Instruction 1
From the listing, put the lines starting with the line that contains "For the benchmark, pin each instance of the stone tower" and going on through the line that contains "Target: paved road" into a JSON list of strings, one string per line, with blank lines left out.

Text block

::::::::::

Growing open source from Torch to PyTorch

albertzeyer · on Aug 4, 2021

It was necessary to move away from Lua to stay relevant within the machine learning community. Python was a natural choice because there was Theano and TensorFlow.

PyTorch could make use of the best API ideas from the other frameworks (also higher-level like Keras). And it was executed well. All these core principles of easy debuggability are indeed very important to win developers. Clean code, understandable code, flexibility, these are all very related to that, or mostly the same thing.

It's easy to get bloated, complex and complicated for a successful framework though. I wonder how PyTorch will look in a few years. I also remember the first TensorFlow releases, where the whole source code was also quite easy to understand. Then TensorFlow added more and more things, and many different types of APIs, starting to deprecate some earlier things, etc. The PyTorch internal code is also already much more complex than it was initially.

One reason JAX is now popular is because it again started with a fresh API. Despite being based on a new kind of idea of code transformations, which seems nice and powerful.

When looking at these developments, I really wonder what the future will look like. It's good to have new ideas and new or improved APIs. It's also good to adapt things for new kinds of hardware (GPUs, TPUs, maybe other neuromorphic hardware later).

jimsimmons · on Aug 4, 2021

Keras was a copy of Torch API. If you read the original Keras readme it literally says so.

enriquto · on Aug 5, 2021

> It was necessary to move away from Lua

Why? I sort of became disillusioned in torch after they abandoned lua.

amkkma · on Aug 4, 2021

As a julia user, thanks for this! Inspiring and packed with pearls. There's a lot we can learn from the python community

posharma · on Aug 4, 2021

PyTorch is amazing. The article was a good read. Although I'm confused. How can a ML framework be not obsessed with speed/performance?

::::::::::

Instruction 2
Condense the paragraph of the PyTorch thread that begins "It's easy to get bloated" into two sentences that keep its main points.

[Position identification records]

::::::::::

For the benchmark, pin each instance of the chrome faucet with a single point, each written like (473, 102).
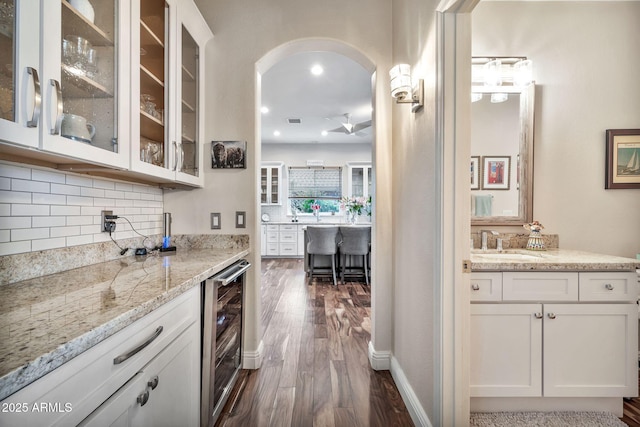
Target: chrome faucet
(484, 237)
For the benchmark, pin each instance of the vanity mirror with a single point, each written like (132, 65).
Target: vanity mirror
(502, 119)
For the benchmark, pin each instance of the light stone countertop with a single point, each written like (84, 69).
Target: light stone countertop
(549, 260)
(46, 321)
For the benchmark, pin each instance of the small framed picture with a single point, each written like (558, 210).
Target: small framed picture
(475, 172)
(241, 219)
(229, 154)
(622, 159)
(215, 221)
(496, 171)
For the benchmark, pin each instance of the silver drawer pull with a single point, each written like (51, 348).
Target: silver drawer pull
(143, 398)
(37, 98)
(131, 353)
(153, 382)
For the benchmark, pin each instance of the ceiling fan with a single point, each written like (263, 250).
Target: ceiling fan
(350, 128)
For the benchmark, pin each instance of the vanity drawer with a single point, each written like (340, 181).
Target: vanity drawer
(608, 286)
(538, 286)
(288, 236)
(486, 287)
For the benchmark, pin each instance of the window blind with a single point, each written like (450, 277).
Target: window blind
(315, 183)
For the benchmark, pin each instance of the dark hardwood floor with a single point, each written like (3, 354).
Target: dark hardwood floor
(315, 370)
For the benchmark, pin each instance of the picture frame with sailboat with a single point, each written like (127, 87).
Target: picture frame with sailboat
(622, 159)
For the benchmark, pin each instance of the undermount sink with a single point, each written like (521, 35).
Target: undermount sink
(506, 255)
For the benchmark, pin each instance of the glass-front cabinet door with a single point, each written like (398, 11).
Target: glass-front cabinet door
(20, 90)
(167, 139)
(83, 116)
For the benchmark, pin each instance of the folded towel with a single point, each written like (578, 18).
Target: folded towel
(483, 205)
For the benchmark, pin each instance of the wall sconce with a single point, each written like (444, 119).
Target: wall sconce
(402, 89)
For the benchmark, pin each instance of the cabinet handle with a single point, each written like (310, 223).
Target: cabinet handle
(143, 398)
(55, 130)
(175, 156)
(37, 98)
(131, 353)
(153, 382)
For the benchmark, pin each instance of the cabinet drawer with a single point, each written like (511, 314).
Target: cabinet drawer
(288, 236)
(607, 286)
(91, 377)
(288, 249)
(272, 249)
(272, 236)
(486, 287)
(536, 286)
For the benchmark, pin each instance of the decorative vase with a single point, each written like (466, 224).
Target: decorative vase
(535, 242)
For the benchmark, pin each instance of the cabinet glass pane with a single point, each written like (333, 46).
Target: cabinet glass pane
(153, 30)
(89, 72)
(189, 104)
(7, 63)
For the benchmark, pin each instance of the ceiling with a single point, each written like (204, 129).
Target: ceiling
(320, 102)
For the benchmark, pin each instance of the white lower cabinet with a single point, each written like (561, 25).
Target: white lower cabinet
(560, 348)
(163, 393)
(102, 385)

::::::::::

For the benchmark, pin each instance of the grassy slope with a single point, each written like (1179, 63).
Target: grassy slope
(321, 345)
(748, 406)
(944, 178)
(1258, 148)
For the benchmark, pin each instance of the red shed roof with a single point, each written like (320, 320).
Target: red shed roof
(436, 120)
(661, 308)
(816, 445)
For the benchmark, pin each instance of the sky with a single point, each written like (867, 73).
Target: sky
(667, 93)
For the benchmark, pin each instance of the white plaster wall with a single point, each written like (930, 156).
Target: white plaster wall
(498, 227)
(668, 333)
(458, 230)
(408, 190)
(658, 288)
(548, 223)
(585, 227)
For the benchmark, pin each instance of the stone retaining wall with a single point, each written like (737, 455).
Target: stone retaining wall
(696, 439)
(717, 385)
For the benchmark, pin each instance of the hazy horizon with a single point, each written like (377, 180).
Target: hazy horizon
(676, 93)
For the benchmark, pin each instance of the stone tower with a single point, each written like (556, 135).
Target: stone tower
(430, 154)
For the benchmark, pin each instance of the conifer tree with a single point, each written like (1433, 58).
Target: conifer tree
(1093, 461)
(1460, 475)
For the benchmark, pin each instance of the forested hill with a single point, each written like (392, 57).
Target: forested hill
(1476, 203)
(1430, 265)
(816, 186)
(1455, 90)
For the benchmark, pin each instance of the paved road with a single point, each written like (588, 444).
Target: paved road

::::::::::

Full solution 1
[
  "For the benchmark, pin each instance of the stone tower with a single point, each written like (556, 135).",
  "Target: stone tower",
  "(430, 154)",
  "For the benchmark, pin each instance of the conifer tree with a single point, each written like (1433, 58).",
  "Target: conifer tree",
  "(1093, 461)",
  "(1460, 475)",
  "For the benchmark, pin each instance of the forested hill with a single point, each written like (392, 57).",
  "Target: forested hill",
  "(1476, 203)",
  "(1430, 265)",
  "(816, 186)",
  "(1455, 90)",
  "For the benchmark, pin each instance of the paved road with a single point, each written like (588, 444).",
  "Target: paved road"
]

Full solution 2
Successful frameworks tend to become bloated and complicated, which raises the question of how PyTorch will look in a few years. The first TensorFlow releases were easy to understand before more features, different kinds of APIs, and deprecations piled up, and PyTorch's internal code is already much more complex than it was at first.